» **WORK TO COMPLETE**
Return all entries word for word, but drop any images.

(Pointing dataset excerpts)
· · · ·
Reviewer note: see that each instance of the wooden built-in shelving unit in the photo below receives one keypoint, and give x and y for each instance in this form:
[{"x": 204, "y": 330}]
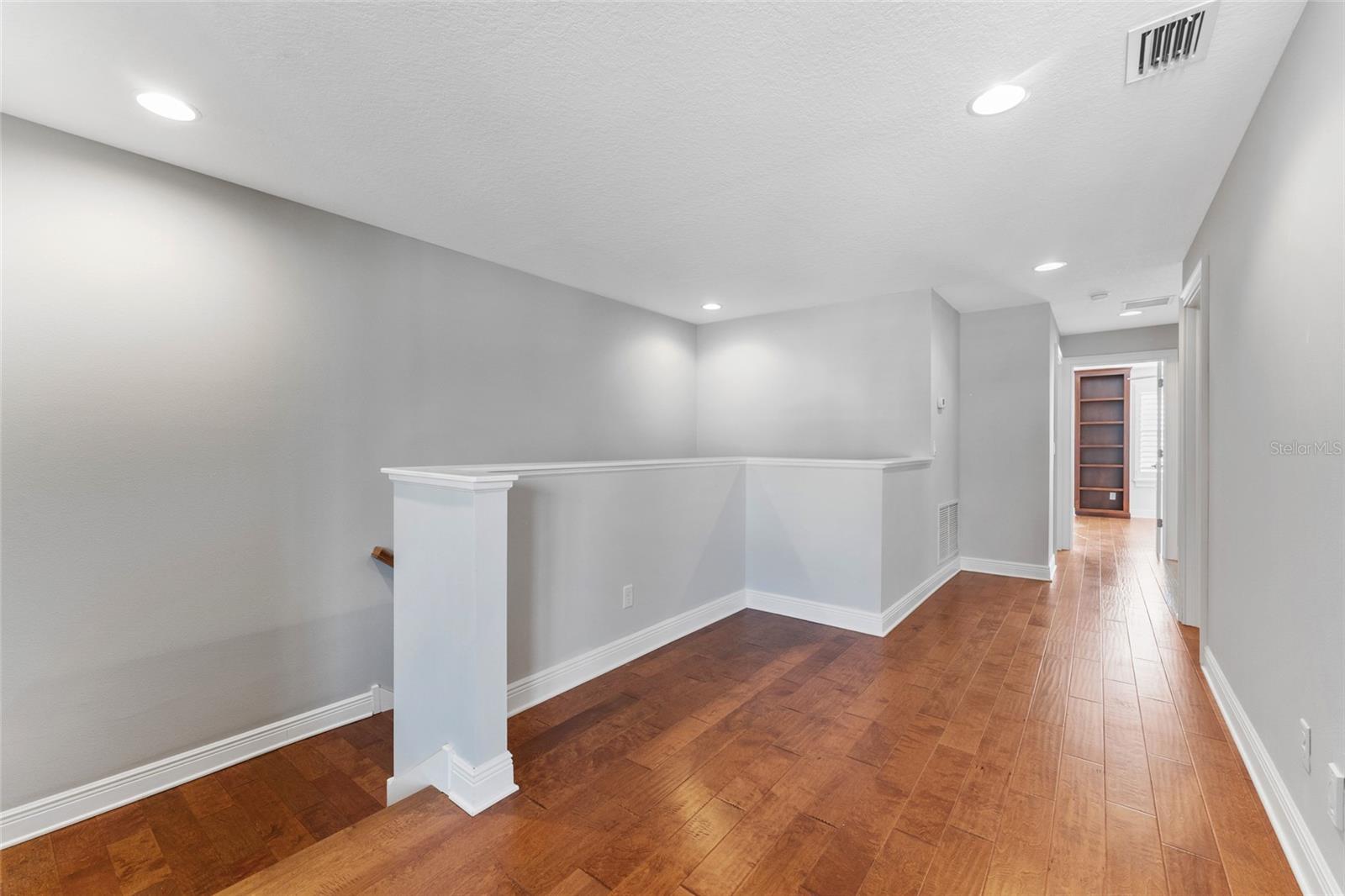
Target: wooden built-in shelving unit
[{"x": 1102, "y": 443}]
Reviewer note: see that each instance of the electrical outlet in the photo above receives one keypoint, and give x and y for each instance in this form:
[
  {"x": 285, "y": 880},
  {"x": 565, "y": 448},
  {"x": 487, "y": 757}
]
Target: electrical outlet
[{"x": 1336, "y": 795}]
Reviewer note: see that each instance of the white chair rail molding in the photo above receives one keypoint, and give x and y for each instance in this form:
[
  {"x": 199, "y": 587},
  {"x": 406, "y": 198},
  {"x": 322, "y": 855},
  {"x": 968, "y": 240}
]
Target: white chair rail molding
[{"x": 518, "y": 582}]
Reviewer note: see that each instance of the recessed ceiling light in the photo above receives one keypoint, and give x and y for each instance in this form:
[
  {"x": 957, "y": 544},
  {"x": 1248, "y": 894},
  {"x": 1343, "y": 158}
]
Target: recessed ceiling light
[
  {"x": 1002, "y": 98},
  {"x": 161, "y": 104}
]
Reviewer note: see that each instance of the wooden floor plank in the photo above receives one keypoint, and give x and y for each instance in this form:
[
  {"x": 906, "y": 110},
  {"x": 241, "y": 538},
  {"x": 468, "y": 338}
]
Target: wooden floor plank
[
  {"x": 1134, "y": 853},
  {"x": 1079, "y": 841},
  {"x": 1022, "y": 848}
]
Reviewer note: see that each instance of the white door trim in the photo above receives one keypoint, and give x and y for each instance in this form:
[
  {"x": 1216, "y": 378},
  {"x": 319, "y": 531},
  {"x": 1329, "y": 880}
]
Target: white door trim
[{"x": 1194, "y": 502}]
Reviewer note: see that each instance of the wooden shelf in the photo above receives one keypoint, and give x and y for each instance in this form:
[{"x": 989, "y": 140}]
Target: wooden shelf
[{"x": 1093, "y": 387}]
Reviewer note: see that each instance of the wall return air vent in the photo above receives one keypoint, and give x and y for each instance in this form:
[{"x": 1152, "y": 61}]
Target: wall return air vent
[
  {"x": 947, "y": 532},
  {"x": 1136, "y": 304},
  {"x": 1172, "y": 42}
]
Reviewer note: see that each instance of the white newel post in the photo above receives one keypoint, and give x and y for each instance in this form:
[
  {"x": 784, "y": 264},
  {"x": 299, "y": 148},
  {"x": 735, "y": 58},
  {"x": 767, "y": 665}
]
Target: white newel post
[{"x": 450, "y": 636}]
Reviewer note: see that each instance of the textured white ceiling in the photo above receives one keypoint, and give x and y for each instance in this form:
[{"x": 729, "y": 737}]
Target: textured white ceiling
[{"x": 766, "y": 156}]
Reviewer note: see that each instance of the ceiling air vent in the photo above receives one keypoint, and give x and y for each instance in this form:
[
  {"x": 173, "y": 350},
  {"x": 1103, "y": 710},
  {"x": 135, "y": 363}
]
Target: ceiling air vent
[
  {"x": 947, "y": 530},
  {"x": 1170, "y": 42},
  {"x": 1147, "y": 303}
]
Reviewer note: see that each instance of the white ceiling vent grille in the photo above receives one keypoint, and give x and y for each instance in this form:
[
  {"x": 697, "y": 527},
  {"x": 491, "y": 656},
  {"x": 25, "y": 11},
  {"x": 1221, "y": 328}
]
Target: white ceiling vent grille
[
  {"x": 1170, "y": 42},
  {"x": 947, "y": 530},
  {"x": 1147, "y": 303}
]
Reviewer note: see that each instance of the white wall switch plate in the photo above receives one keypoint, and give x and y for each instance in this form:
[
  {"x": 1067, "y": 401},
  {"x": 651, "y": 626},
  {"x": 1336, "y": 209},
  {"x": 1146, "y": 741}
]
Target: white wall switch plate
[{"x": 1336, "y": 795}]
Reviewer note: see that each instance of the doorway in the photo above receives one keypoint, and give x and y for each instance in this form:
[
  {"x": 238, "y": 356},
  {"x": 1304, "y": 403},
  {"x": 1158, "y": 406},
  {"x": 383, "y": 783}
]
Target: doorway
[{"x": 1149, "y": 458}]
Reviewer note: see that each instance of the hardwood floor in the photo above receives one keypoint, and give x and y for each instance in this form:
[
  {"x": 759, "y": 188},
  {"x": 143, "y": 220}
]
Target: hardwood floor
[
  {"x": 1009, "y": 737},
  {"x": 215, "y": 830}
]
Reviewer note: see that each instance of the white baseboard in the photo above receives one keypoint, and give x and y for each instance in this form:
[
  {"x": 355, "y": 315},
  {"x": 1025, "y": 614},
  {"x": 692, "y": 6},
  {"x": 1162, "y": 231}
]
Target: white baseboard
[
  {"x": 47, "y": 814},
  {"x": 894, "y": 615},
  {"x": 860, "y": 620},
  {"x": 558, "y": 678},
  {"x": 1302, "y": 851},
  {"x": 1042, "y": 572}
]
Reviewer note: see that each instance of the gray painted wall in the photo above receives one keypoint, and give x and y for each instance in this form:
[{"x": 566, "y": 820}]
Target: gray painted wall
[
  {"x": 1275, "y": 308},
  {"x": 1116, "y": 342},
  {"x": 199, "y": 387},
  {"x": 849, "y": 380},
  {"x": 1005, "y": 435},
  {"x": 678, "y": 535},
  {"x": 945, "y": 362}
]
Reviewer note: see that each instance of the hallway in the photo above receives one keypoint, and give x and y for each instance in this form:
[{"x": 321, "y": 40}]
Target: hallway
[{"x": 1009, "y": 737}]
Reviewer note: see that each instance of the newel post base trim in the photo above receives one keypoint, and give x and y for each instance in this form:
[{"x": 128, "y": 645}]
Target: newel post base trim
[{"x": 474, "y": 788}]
· · · ·
» **COMPLETED TASK**
Reviewer note: see that each instance of the wooden built-in shelving unit in the photo below receives one keypoint, and give x and y for each instance in this form:
[{"x": 204, "y": 330}]
Target: wooden built-in shelving unit
[{"x": 1102, "y": 443}]
Reviewer note: see that each instance of the electrical outlet in the photo above receives one keypoint, and give x and y for each instance in this form:
[
  {"x": 285, "y": 880},
  {"x": 565, "y": 448},
  {"x": 487, "y": 757}
]
Target: electrical outlet
[{"x": 1336, "y": 795}]
Reviewer note: see that each instance of the white chair rail molding in the photo above receives one keypoint, and give x and y for each instance in this form:
[
  {"x": 199, "y": 587},
  {"x": 406, "y": 198},
  {"x": 322, "y": 855},
  {"x": 968, "y": 240}
]
Target: white chair rail molding
[{"x": 518, "y": 582}]
Reviewer note: see that each instance of the recessed ceiling light in the photo above receives one keypoint, and give x and y for each instance in this form:
[
  {"x": 957, "y": 544},
  {"x": 1248, "y": 894},
  {"x": 1343, "y": 158}
]
Target: recessed ceiling light
[
  {"x": 1002, "y": 98},
  {"x": 161, "y": 104}
]
Reviewer note: see that each instance of the wooden floor plank in the photo above receives one keypoint, and give x and y for each instance in this form:
[
  {"x": 906, "y": 110},
  {"x": 241, "y": 538},
  {"x": 468, "y": 338}
]
Target: wooden floor plank
[
  {"x": 1134, "y": 853},
  {"x": 1079, "y": 841},
  {"x": 1022, "y": 848}
]
Reviewer note: see that each instance of the white door trim in the photo above receives one keypoint, and give x and y for each instance in this form:
[
  {"x": 1216, "y": 378},
  {"x": 319, "y": 531},
  {"x": 1329, "y": 880}
]
Target: white door trim
[{"x": 1194, "y": 502}]
Reviewer note: see that each instance of the wooden shelf in the photo above receives one keypoint, and give x and y for each instance in this form:
[{"x": 989, "y": 140}]
Target: wooden shelf
[{"x": 1093, "y": 387}]
Reviewer note: see that each instance of the wall return air vent in the photo above receives one keypoint, and give x and y for each instance in this form:
[{"x": 1152, "y": 61}]
Target: wall return air vent
[
  {"x": 947, "y": 532},
  {"x": 1136, "y": 304},
  {"x": 1172, "y": 42}
]
Reviewer note: see that each instance of the white newel post in the photo above receives one keypoint, and give x and y for each instance in this form:
[
  {"x": 784, "y": 264},
  {"x": 299, "y": 148},
  {"x": 735, "y": 58},
  {"x": 767, "y": 665}
]
Target: white newel post
[{"x": 450, "y": 636}]
Reviewer note: see that each instance of the textured white ceiling in the photo above receives one keypoint, and give x and y for each instance in this form:
[{"x": 729, "y": 737}]
Target: textured white ceiling
[{"x": 766, "y": 156}]
Reviewer note: see that each instance of the ceiling air vent in the photo above receives one keypoint, and give x and y for each instance in this form:
[
  {"x": 173, "y": 350},
  {"x": 1103, "y": 710},
  {"x": 135, "y": 363}
]
Target: ceiling air vent
[
  {"x": 947, "y": 530},
  {"x": 1170, "y": 42},
  {"x": 1147, "y": 303}
]
Reviewer note: see that each instance of the white ceiling vent grille in the photo above receives one keypoint, and give x and y for each instance in this form:
[
  {"x": 697, "y": 527},
  {"x": 491, "y": 656},
  {"x": 25, "y": 11},
  {"x": 1221, "y": 328}
]
Target: white ceiling vent grille
[
  {"x": 1170, "y": 42},
  {"x": 947, "y": 530},
  {"x": 1147, "y": 303}
]
Reviewer note: see that each instance of the white wall switch plate in the photo above receives one keypoint, and give x and y for each instance in this form:
[
  {"x": 1067, "y": 401},
  {"x": 651, "y": 626},
  {"x": 1336, "y": 209},
  {"x": 1146, "y": 741}
]
Target: white wall switch plate
[{"x": 1336, "y": 795}]
Reviewer note: see that each instance of the doorway in the photo above receives one keypoint, and give x and y for each instance in this form:
[
  {"x": 238, "y": 356},
  {"x": 1304, "y": 403},
  {"x": 1158, "y": 406},
  {"x": 383, "y": 783}
]
Target: doorway
[{"x": 1149, "y": 458}]
Reviewer note: see that each instance of the hardwood floor in the photo above receives one keypoint, and give x and y for each instance in this form:
[
  {"x": 759, "y": 188},
  {"x": 143, "y": 220}
]
Target: hardwood floor
[
  {"x": 1009, "y": 737},
  {"x": 215, "y": 830}
]
Reviewer note: see that each instance of the white baseboard in the photo above receives one keypoint, and give x and y for each instance in this form:
[
  {"x": 355, "y": 315},
  {"x": 1025, "y": 614},
  {"x": 692, "y": 6},
  {"x": 1162, "y": 231}
]
Target: white baseboard
[
  {"x": 47, "y": 814},
  {"x": 894, "y": 615},
  {"x": 860, "y": 620},
  {"x": 558, "y": 678},
  {"x": 1302, "y": 851},
  {"x": 1042, "y": 572}
]
Reviewer note: see that each instance of the gray painted wall in the photo above receives one keypoint, and give x and y for each instance in this form:
[{"x": 566, "y": 820}]
Target: gray painted wall
[
  {"x": 1275, "y": 308},
  {"x": 1116, "y": 342},
  {"x": 199, "y": 387},
  {"x": 849, "y": 380},
  {"x": 1005, "y": 435},
  {"x": 678, "y": 535},
  {"x": 945, "y": 362}
]
Reviewer note: see that each instance of the hallway in the photo above receives one keypoint, and give x and y for each instance in this form:
[{"x": 321, "y": 40}]
Target: hallway
[{"x": 1009, "y": 737}]
Reviewer note: see that each instance of the newel post base trim in the photo above receives one keypoint, and give x and y for each instance in this form:
[{"x": 128, "y": 645}]
Target: newel post base trim
[{"x": 474, "y": 788}]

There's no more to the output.